- Task directions
Identify every line in the entries below that contains the string "evenodd", and copy each of those lines.

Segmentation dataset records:
-- begin --
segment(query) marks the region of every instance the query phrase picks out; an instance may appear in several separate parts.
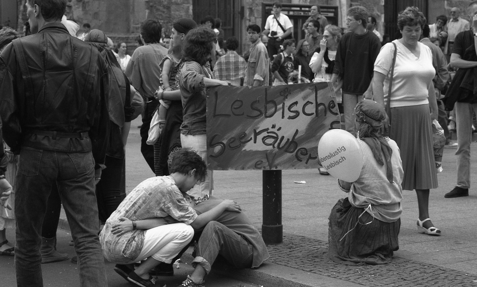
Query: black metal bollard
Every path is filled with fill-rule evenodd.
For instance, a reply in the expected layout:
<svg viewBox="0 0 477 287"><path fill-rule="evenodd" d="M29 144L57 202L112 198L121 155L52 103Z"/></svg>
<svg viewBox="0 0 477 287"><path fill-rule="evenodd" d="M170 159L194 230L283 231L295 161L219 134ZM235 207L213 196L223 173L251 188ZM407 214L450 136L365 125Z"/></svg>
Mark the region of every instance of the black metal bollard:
-- end --
-- begin --
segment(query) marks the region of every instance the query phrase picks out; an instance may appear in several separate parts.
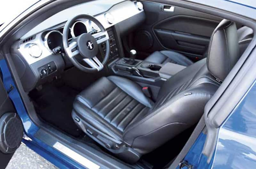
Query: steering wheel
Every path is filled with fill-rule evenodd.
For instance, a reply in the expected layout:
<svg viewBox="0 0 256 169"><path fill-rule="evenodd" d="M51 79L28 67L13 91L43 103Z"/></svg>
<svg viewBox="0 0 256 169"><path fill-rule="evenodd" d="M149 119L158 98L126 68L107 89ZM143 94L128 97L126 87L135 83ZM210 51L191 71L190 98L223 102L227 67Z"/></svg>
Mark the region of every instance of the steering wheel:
-- end --
- Correct result
Every path is filled with fill-rule evenodd.
<svg viewBox="0 0 477 287"><path fill-rule="evenodd" d="M29 144L57 202L112 198L121 155L52 103Z"/></svg>
<svg viewBox="0 0 477 287"><path fill-rule="evenodd" d="M170 159L194 230L283 231L295 161L219 134ZM235 207L213 196L223 173L251 188ZM407 214L450 136L365 125Z"/></svg>
Every path is filled with fill-rule evenodd.
<svg viewBox="0 0 256 169"><path fill-rule="evenodd" d="M51 79L28 67L13 91L43 103Z"/></svg>
<svg viewBox="0 0 256 169"><path fill-rule="evenodd" d="M149 119L158 98L126 68L107 89ZM143 94L128 97L126 87L135 83ZM210 51L191 71L190 98L223 102L227 67Z"/></svg>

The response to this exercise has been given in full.